◆ **Dataset records**

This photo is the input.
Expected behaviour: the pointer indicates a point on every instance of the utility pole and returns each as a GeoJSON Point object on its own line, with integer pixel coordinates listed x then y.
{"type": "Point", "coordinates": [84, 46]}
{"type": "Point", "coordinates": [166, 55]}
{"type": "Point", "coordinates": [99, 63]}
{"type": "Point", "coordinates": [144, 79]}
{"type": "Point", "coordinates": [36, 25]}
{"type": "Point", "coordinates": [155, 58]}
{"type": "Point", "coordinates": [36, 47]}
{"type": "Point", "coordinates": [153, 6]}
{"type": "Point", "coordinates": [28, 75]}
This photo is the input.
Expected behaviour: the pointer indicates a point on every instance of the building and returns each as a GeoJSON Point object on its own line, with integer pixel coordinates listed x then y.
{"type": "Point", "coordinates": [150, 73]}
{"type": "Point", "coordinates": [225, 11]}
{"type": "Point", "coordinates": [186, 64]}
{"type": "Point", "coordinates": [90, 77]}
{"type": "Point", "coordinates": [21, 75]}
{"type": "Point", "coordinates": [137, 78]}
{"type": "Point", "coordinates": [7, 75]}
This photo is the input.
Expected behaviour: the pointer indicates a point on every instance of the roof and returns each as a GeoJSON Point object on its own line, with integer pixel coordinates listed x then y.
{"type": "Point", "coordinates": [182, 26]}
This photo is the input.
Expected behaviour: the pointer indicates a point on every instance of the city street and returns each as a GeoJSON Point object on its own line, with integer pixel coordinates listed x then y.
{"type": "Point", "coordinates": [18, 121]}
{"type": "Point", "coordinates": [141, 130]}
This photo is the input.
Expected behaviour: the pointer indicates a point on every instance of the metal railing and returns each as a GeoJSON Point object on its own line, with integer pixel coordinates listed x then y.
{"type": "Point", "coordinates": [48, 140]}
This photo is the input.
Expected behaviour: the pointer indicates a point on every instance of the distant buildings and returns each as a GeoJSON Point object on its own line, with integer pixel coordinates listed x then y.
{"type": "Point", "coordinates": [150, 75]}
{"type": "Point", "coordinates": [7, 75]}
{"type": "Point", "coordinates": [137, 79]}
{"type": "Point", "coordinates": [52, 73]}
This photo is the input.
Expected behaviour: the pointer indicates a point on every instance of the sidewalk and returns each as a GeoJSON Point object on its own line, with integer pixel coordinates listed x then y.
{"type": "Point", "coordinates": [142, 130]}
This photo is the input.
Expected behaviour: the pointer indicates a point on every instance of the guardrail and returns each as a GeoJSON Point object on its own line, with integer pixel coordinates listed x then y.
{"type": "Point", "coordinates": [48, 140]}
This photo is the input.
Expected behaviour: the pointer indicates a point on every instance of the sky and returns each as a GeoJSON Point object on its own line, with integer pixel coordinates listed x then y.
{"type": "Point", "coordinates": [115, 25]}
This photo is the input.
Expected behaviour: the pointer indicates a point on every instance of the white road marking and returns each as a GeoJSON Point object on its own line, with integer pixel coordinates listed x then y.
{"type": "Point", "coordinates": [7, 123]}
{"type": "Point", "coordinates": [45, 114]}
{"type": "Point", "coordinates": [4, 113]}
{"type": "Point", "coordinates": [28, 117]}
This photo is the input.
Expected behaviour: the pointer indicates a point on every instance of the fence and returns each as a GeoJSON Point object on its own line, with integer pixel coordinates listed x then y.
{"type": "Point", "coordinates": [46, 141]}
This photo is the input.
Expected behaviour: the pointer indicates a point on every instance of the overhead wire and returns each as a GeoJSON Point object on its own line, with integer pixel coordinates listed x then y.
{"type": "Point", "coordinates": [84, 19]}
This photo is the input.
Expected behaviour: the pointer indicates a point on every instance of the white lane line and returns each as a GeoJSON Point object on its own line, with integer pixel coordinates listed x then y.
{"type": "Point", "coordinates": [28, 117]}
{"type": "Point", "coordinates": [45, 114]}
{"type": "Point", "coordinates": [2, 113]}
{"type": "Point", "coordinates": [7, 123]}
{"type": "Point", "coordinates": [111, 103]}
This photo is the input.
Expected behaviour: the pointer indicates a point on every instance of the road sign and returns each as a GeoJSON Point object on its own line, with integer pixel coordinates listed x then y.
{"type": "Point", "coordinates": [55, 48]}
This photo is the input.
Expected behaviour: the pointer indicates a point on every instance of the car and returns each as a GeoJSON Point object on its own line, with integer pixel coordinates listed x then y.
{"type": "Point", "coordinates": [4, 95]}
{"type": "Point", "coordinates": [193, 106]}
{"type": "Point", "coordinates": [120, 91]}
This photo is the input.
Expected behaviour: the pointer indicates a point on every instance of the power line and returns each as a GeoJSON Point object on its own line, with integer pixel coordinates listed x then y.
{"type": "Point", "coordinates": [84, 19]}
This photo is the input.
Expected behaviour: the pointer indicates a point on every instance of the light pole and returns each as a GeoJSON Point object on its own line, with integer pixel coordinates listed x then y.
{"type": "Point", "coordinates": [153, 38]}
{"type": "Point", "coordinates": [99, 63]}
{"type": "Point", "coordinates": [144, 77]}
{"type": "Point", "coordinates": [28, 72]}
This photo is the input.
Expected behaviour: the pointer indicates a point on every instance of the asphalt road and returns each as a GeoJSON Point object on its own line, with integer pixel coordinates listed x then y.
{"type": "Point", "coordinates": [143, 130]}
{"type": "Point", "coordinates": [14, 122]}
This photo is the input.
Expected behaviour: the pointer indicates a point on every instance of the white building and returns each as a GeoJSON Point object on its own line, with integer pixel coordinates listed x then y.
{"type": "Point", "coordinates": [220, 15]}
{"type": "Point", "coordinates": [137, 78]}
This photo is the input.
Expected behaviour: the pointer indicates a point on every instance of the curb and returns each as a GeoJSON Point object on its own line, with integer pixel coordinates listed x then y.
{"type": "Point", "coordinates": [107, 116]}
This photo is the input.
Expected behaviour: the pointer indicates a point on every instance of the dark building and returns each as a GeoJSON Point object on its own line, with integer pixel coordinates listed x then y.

◆ **Task instructions**
When the entries above are retyped, each line must stay exactly as it is.

◆ **Reply**
This photo is the input.
Expected behaviour: the pointer indicates a point on every instance of the utility pole and returns each as a GeoJSON Point object on its own line, with integer pixel coordinates listed x then y.
{"type": "Point", "coordinates": [84, 46]}
{"type": "Point", "coordinates": [166, 55]}
{"type": "Point", "coordinates": [99, 63]}
{"type": "Point", "coordinates": [144, 79]}
{"type": "Point", "coordinates": [36, 25]}
{"type": "Point", "coordinates": [155, 58]}
{"type": "Point", "coordinates": [36, 47]}
{"type": "Point", "coordinates": [153, 6]}
{"type": "Point", "coordinates": [28, 75]}
This photo is the input.
Expected behaviour: the pointer indicates a point on every instance of the building and returns each as a GeoJSON Point object on its own line, with integer pixel coordinates listed x then y.
{"type": "Point", "coordinates": [150, 73]}
{"type": "Point", "coordinates": [225, 11]}
{"type": "Point", "coordinates": [186, 64]}
{"type": "Point", "coordinates": [90, 77]}
{"type": "Point", "coordinates": [21, 75]}
{"type": "Point", "coordinates": [137, 78]}
{"type": "Point", "coordinates": [7, 75]}
This photo is the input.
Expected behaviour: the pointer indicates a point on every instance of the roof and returns each as a GeoJSON Point object on its own line, with integer pixel coordinates listed x then y.
{"type": "Point", "coordinates": [182, 26]}
This photo is the input.
Expected behaviour: the pointer indicates a point on every instance of the city street and returns each as a GeoJSON Point object on its own line, with integer pixel coordinates listed x then y.
{"type": "Point", "coordinates": [18, 121]}
{"type": "Point", "coordinates": [141, 130]}
This photo is the input.
Expected behaviour: the pointer indicates a point on every instance of the metal railing and returns each as a GeoJSON Point object on its own line, with integer pixel coordinates listed x then y.
{"type": "Point", "coordinates": [48, 140]}
This photo is the input.
Expected behaviour: the pointer indicates a point on every instance of the distant buildings and returns each as a GeoJSON Point object on its own line, with integer pixel coordinates listed x then y.
{"type": "Point", "coordinates": [150, 75]}
{"type": "Point", "coordinates": [7, 75]}
{"type": "Point", "coordinates": [137, 79]}
{"type": "Point", "coordinates": [52, 73]}
This photo is the input.
Expected behaviour: the pointer indicates a point on every instance of the sidewalk and returns each as a GeoJSON Point object on its own line, with integer pixel coordinates listed x then y.
{"type": "Point", "coordinates": [142, 130]}
This photo is the input.
Expected behaviour: the pointer indicates a point on every instance of the guardrail and returns each as a GeoJSON Point object on its own line, with integer pixel coordinates listed x then y.
{"type": "Point", "coordinates": [48, 140]}
This photo is the input.
Expected behaviour: the pointer indicates a point on every instance of the sky and returns each as a GeoJSON Point object on its own line, with integer pixel coordinates listed x then y.
{"type": "Point", "coordinates": [115, 25]}
This photo is the input.
Expected behaviour: the pointer indicates a point on every instance of the white road marking and returns each as a GeoJSON Point object on its own line, with integer pixel coordinates listed x then y.
{"type": "Point", "coordinates": [7, 123]}
{"type": "Point", "coordinates": [45, 114]}
{"type": "Point", "coordinates": [4, 113]}
{"type": "Point", "coordinates": [28, 117]}
This photo is the input.
Expected behaviour: the pointer indicates a point on every instance of the fence and returns each as a GeoJSON Point object on its own line, with integer pixel coordinates listed x then y.
{"type": "Point", "coordinates": [46, 141]}
This photo is the input.
Expected behaviour: the pointer indicates a point on every instance of the overhead wire and returns each as a GeoJSON Point object on its own line, with integer pixel coordinates listed x then y.
{"type": "Point", "coordinates": [84, 19]}
This photo is the input.
Expected behaviour: the pointer indicates a point on every instance of the white lane line and returns each as a GeoJSON Point object on its own line, with integer pixel coordinates listed x then y.
{"type": "Point", "coordinates": [28, 117]}
{"type": "Point", "coordinates": [45, 114]}
{"type": "Point", "coordinates": [2, 113]}
{"type": "Point", "coordinates": [7, 123]}
{"type": "Point", "coordinates": [111, 103]}
This photo is the input.
Expected behaviour: the pointer indicates a point on every instance of the road sign and returns each as a GeoJSON Point object on its own line, with integer pixel coordinates listed x then y.
{"type": "Point", "coordinates": [55, 48]}
This photo is the input.
Expected behaviour: the pointer indicates a point on every instance of the car and returns each as a GeoJSON Point object on its own line, with integer pixel coordinates listed x then y.
{"type": "Point", "coordinates": [4, 95]}
{"type": "Point", "coordinates": [193, 106]}
{"type": "Point", "coordinates": [120, 91]}
This photo is the input.
Expected behaviour: the pointer indicates a point on every instance of the power line and returns each as a GeoJSON Point object on its own line, with integer pixel coordinates listed x then y.
{"type": "Point", "coordinates": [84, 19]}
This photo is the input.
Expected behaviour: the pointer indicates a point on every instance of the light pole and returns each as a GeoJSON Point object on its own line, with integer pixel coordinates listed x then y.
{"type": "Point", "coordinates": [153, 38]}
{"type": "Point", "coordinates": [99, 63]}
{"type": "Point", "coordinates": [144, 77]}
{"type": "Point", "coordinates": [28, 72]}
This photo is the input.
Expected behaviour: the pointer indicates a point on every instance of the asphalt road and returns each as a GeoJSON Point object on its own line, with integer pixel coordinates listed x then y.
{"type": "Point", "coordinates": [143, 130]}
{"type": "Point", "coordinates": [14, 122]}
This photo is the input.
Expected behaviour: the pointer indicates a point on every instance of the white building and returns each as a GeoJSON Point object on its own line, with integer pixel coordinates listed x then y.
{"type": "Point", "coordinates": [220, 15]}
{"type": "Point", "coordinates": [137, 78]}
This photo is the input.
Expected behaviour: the pointer indicates a point on every instance of the curb and returns each as a GeoJSON Point object on its own line, with integer pixel coordinates listed x then y.
{"type": "Point", "coordinates": [107, 116]}
This photo is the input.
Expected behaviour: the pointer indicates a point on every instance of the dark building and returns each as a GeoJSON Point object on its own line, with integer pixel coordinates listed x then y.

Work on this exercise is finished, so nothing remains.